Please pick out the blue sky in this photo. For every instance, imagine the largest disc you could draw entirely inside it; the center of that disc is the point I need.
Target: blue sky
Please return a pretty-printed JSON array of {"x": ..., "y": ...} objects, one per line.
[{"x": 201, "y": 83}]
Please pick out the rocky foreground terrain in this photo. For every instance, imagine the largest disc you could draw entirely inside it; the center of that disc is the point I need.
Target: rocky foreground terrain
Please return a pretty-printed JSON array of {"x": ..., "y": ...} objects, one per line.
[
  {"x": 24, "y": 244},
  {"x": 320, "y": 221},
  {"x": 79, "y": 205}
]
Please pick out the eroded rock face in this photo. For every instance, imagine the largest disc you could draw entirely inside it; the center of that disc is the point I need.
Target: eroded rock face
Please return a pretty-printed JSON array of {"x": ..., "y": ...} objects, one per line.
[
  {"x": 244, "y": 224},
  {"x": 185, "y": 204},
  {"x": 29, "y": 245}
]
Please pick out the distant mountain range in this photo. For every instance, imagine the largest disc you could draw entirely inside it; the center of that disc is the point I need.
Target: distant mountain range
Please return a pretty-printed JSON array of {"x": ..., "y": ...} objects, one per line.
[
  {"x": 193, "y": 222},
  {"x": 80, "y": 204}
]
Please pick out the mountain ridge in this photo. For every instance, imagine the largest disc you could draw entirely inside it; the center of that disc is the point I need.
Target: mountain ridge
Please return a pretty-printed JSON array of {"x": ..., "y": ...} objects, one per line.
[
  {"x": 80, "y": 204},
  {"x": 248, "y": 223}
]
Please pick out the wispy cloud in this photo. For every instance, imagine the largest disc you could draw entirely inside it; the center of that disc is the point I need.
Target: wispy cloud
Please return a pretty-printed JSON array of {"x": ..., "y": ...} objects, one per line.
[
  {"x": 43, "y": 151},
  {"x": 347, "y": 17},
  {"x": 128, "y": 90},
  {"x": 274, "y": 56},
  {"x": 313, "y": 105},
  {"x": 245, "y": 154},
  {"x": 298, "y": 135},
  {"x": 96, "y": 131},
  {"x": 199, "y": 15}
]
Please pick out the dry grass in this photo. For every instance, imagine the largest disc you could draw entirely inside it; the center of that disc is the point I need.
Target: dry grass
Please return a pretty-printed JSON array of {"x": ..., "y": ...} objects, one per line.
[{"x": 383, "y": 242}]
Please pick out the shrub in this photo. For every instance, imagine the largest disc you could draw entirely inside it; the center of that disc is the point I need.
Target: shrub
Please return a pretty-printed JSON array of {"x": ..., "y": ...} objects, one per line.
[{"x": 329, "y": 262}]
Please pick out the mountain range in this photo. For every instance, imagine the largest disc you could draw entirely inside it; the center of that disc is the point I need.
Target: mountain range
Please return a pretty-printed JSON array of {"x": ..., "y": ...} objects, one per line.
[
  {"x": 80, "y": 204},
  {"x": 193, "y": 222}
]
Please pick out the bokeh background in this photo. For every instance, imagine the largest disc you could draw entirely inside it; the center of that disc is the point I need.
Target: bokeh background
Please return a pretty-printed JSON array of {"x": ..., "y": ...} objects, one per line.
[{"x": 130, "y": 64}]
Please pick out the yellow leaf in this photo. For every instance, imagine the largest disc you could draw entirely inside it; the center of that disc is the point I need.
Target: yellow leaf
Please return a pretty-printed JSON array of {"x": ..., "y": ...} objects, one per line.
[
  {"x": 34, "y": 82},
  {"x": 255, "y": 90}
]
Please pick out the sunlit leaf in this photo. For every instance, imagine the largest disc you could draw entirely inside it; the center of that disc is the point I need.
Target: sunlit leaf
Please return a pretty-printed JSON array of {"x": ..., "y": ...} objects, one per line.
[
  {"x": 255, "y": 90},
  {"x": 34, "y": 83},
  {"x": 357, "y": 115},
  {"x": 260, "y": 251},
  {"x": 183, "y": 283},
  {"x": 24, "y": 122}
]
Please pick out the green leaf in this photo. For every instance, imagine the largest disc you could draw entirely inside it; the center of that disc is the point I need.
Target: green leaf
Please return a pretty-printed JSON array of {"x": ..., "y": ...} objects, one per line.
# # #
*Task brief*:
When you have gone through the records above, say how many lines include the word "grass", and write nothing besides that number.

*Output*:
2